Could you rewrite the lines from the one containing "Detect signboard with" up to and including the one containing "[[723, 0, 800, 63]]" in the items below as a JSON list of strings, one string per line and no blank lines?

[BEGIN GIVEN RECORDS]

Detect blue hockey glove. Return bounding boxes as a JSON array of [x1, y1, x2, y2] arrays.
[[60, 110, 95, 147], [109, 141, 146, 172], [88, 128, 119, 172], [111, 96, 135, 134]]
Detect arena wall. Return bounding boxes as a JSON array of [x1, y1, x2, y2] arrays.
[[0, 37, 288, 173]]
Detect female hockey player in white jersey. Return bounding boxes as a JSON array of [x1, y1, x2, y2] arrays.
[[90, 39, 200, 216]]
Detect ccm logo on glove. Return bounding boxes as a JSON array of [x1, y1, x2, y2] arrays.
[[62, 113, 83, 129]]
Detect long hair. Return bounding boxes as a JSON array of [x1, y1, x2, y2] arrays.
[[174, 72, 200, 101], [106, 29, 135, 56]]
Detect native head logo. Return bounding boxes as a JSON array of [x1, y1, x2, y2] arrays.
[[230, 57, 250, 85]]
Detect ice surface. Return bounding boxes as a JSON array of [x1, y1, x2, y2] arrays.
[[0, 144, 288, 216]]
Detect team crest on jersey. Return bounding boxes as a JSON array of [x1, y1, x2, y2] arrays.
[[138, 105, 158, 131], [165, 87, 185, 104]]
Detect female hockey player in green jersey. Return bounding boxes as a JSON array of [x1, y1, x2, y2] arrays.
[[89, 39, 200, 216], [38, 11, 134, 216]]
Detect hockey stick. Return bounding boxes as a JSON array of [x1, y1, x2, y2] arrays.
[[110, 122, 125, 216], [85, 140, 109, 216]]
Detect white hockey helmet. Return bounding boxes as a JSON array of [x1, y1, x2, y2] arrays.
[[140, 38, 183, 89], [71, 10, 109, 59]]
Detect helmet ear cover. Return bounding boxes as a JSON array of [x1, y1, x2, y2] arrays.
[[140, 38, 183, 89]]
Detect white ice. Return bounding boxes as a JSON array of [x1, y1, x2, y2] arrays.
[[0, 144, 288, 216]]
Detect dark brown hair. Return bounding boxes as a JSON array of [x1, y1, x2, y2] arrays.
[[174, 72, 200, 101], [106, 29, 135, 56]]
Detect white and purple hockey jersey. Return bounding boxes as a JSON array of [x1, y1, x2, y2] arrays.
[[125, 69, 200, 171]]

[END GIVEN RECORDS]
[BEGIN GIVEN RECORDS]

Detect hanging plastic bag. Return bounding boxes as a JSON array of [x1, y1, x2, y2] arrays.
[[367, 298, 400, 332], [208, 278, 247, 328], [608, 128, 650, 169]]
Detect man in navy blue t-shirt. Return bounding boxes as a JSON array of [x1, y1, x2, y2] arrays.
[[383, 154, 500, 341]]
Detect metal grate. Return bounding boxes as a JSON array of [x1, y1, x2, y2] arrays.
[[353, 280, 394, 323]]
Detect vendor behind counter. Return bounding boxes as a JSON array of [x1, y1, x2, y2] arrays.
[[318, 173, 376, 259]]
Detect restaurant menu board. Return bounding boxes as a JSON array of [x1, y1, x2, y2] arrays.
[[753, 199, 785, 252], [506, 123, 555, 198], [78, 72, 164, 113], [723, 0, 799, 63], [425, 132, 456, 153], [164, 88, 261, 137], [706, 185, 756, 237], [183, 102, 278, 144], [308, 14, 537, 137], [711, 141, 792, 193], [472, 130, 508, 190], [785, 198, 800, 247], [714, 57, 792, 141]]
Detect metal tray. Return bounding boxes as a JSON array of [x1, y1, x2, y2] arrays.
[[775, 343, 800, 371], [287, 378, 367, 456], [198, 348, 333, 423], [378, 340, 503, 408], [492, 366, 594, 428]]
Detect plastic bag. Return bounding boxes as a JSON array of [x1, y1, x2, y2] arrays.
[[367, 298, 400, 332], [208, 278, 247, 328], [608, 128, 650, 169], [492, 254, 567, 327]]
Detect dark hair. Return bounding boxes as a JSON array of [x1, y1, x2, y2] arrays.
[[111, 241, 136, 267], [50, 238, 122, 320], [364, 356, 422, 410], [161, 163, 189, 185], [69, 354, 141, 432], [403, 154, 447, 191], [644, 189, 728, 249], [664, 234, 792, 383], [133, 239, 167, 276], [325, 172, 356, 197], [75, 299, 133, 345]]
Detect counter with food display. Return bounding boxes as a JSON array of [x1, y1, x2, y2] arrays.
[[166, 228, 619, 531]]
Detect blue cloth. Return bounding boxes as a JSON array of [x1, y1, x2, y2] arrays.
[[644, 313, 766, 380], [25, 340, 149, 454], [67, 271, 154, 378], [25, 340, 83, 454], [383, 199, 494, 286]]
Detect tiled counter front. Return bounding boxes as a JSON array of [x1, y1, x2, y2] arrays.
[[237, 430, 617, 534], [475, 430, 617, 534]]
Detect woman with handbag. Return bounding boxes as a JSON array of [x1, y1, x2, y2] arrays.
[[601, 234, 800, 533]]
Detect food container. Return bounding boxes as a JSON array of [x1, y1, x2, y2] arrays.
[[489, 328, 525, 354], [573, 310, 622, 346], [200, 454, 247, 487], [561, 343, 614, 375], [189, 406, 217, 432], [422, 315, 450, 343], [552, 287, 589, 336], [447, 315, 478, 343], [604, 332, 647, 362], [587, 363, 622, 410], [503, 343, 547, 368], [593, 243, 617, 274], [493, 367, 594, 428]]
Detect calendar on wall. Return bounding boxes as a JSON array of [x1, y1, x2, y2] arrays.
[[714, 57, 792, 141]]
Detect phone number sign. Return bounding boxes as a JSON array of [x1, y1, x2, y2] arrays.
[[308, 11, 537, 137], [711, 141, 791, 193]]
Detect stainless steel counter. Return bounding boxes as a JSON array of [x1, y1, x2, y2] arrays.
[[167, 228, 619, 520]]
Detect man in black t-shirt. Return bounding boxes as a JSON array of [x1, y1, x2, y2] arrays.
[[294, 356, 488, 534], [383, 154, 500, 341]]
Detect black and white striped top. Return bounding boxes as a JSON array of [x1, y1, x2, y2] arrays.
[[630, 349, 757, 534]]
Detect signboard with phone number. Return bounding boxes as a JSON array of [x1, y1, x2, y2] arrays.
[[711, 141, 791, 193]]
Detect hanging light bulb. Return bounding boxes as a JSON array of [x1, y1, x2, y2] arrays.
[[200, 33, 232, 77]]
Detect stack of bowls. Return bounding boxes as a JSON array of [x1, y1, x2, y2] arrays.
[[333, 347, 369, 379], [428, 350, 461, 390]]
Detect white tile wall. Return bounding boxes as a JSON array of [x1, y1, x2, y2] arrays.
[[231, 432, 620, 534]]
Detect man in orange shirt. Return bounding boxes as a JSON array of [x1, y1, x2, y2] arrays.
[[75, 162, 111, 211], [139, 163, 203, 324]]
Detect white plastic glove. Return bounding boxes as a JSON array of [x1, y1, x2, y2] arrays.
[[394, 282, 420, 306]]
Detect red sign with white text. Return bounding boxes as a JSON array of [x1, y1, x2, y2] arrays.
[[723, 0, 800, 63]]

[END GIVEN RECORDS]

SOLUTION BELOW:
[
  "Detect signboard with phone number. Return bounding boxes as a JSON array of [x1, y1, x2, y2] arrays.",
  "[[711, 141, 791, 193]]",
  "Detect hanging light bulb. Return bounding boxes as a JSON array of [x1, y1, x2, y2] arrays.",
  "[[200, 33, 232, 77]]",
  "Detect stack of bowls. Return bounding boxes as a JSON array of [x1, y1, x2, y2] arrays.",
  "[[333, 347, 369, 379], [428, 350, 461, 390]]",
  "Detect white tile wall. Return bounding boxes as a JSON array of [x1, y1, x2, y2] arrays.",
  "[[231, 432, 620, 534]]",
  "Detect man in orange shirt. Return bounding boxes as a JSON array of [x1, y1, x2, y2] arrays.",
  "[[75, 162, 111, 211], [139, 163, 203, 324]]",
  "Detect white plastic glove. Return bounding boxes as a JSON array of [x1, y1, x2, y2] arrays.",
  "[[394, 282, 420, 306]]",
  "Detect red sign with white text. Return bounding boxes as a JSON array of [x1, y1, x2, y2] arrays.",
  "[[723, 0, 800, 63]]"
]